[TASKS FOR THIS EXERCISE]:
A: Using the Spirit Bird text, answer these, one per line: (i) Which labels released the album? (ii) How many copies did it sell in its first week in Australia? (iii) What sound is heard at the start of "Follow the Sun"?
B: List every album, with its year, that appears in the Xavier Rudd chronology in the Spirit Bird text.

[EXTRACT TO READ]:
◆ ◆ ◆ ◆

Studio album by Xavier Rudd
- Released: 8 June 2012
- Recorded: Ontario, Canada (except "Follow the Sun" recorded at Studios 301 in Byron Bay)
- Length: 63:49
- Label: Salt. X, Universal
- Producer: Xavier Rudd

Xavier Rudd chronology
| Koonyum Sun (2010) | Spirit Bird (2012) | Nanna (2015) |

= Spirit Bird =

Spirit Bird is the seventh studio album by Australian multi-instrumentalist Xavier Rudd. It was released on 8 June 2012. Spirit Bird sold 5733 in its first week in Australia.

==Recording==
Rudd recorded most of the album in Ontario, Canada at a studio in a wooden cottage by a lake. "Follow the Sun", which features the sound of magpies at the start, was the last track recorded for the album, and the only song recorded outside of Canada, at Studios 301 in Byron Bay.

◆ ◆ ◆ ◆

[DATA PROVIDED]:
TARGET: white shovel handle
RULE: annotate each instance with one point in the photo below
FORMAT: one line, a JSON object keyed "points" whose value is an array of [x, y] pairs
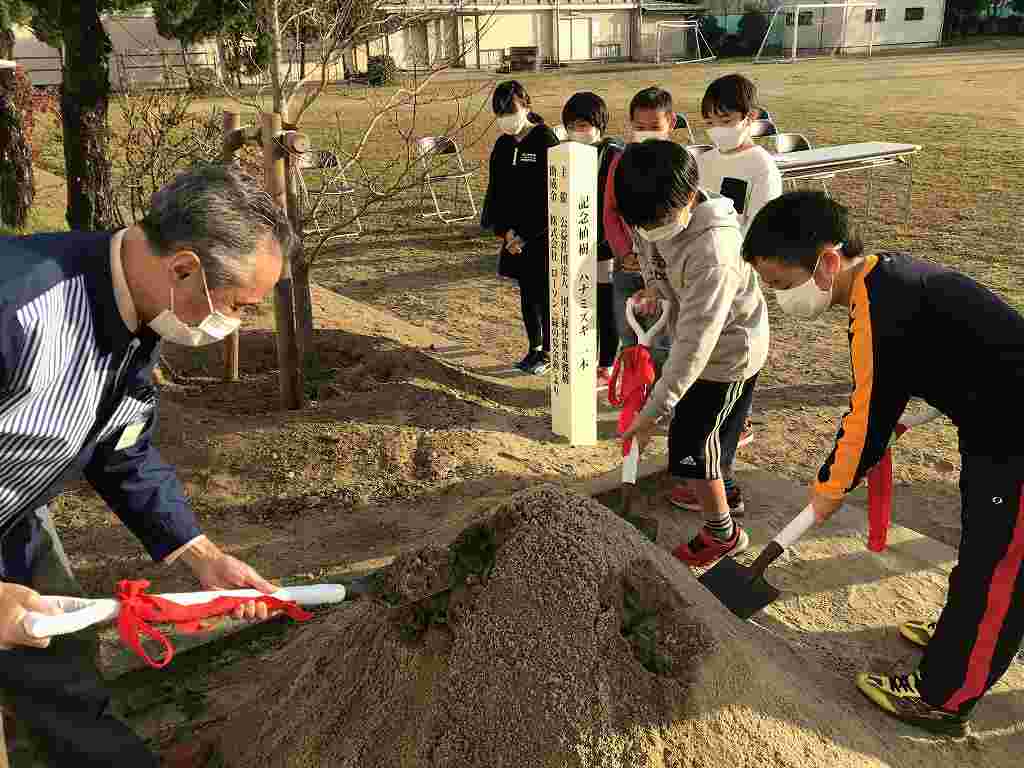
{"points": [[631, 464], [646, 337], [797, 527], [97, 611]]}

◆ ◆ ◆ ◆

[RESPONSES FOR EACH TASK]:
A:
(i) Salt. X and Universal
(ii) 5733
(iii) The sound of magpies

B:
Koonyum Sun (2010)
Spirit Bird (2012)
Nanna (2015)